[Region outline entries]
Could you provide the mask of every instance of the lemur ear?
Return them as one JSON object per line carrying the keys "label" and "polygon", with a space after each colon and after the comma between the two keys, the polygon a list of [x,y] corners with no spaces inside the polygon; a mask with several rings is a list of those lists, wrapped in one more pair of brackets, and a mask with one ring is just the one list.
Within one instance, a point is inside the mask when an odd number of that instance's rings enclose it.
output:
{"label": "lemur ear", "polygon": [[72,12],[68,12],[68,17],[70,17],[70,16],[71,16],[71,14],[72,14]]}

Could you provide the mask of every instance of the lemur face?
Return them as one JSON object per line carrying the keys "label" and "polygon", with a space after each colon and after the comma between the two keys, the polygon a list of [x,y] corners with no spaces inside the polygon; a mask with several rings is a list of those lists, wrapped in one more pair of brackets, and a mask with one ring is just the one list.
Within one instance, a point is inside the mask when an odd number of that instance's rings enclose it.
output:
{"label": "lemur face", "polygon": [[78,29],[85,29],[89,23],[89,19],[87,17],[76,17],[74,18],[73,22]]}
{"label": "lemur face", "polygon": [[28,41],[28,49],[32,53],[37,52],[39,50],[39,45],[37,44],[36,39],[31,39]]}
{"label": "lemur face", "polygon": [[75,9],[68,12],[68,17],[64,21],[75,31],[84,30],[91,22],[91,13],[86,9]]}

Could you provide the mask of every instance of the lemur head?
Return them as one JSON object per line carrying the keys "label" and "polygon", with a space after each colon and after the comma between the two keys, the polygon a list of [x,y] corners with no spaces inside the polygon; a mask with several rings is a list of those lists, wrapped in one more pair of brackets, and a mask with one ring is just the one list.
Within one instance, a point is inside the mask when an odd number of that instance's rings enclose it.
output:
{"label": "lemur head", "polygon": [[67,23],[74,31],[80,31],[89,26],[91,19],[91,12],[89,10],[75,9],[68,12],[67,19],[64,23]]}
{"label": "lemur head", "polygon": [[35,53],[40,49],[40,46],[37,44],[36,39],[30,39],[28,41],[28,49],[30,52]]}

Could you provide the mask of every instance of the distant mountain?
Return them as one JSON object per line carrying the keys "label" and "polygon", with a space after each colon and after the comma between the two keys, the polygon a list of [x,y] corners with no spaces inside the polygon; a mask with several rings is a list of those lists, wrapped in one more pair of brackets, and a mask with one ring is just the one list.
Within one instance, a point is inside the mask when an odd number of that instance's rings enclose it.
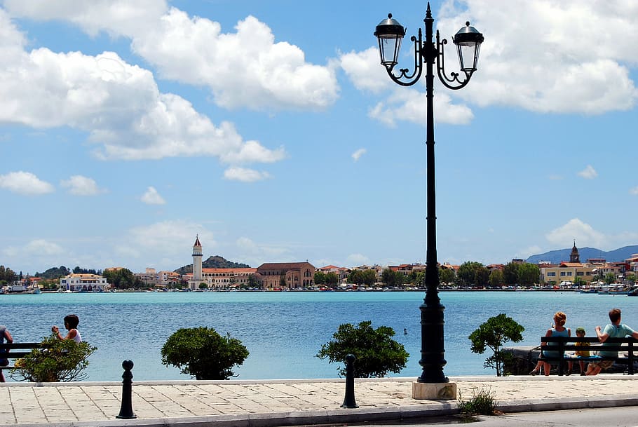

=== What you have to do ===
Could you edit the records above, changing "every instance" to "each instance" wherever it appears and keeping everything else the same? Leave the pictures out of your answer.

=== Finished answer ===
Could you provide the mask of each instance of the lemur ear?
Return them as one JSON object per line carrying the keys "label" and "polygon", with a space after each colon and after the comma between the two keys, the polygon a list of [x,y] corners with no spaces inside the polygon; a mask with several rings is a list of those lists, wrapped in one more pair of brackets, and a mask with one ring is just the one list.
Within one instance, a point is inside the mask when an odd number of that instance's rings enclose it.
output:
{"label": "lemur ear", "polygon": [[72,12],[68,12],[68,17],[70,17],[70,16],[71,16],[71,14],[72,14]]}

Could you provide the mask of each instance of the lemur face?
Return them as one JSON object per line carrying the keys "label" and "polygon", with a space after each colon and after the comma between the two keys, the polygon a list of [x,y] corners with no spaces inside the polygon; a mask with several rings is a list of those lists, wrapped in one more pair of brackets, and a mask with one ring is just the one list.
Within one instance, a point is inside the mask when an odd number of that instance's rings enclose it.
output:
{"label": "lemur face", "polygon": [[78,29],[85,29],[89,23],[89,19],[87,17],[76,17],[74,18],[73,22]]}
{"label": "lemur face", "polygon": [[28,41],[28,49],[32,53],[37,52],[39,50],[39,45],[37,44],[36,39],[31,39]]}
{"label": "lemur face", "polygon": [[75,9],[68,12],[68,17],[64,21],[75,31],[84,30],[91,22],[91,13],[86,9]]}

Could you provide the mask of each instance of the lemur head?
Return them as one JSON object per line carrying the keys "label" and "polygon", with a space after each colon and after the comma between the two keys, the polygon a list of [x,y] corners with no spaces inside the polygon; a mask with several rings is a list of those lists, wrapped in one more pair of brackets, and a mask with one ring is just the one list.
Within one instance, a point is inside the mask when an odd number of that instance's rings enclose it.
output:
{"label": "lemur head", "polygon": [[67,23],[74,31],[80,31],[89,26],[91,19],[91,12],[89,10],[75,9],[68,12],[67,19],[64,23]]}
{"label": "lemur head", "polygon": [[35,53],[40,49],[40,46],[37,44],[36,39],[30,39],[28,41],[28,49],[30,52]]}

Could you provide the mask of each instance of the distant mountain?
Return them as one JSON object per line carrying the keys "label" and "polygon", with a space after each colon and after the comma between the two keys, the polygon a list of [x,y] corners with no spaces inside the polygon; a mask with several rings is a list of those lists, wrapped in one more pair of brackets, and a mask with one ring is just the one list.
Within one instance, a point is inside the mask when an odd number of that instance's rings enclose it.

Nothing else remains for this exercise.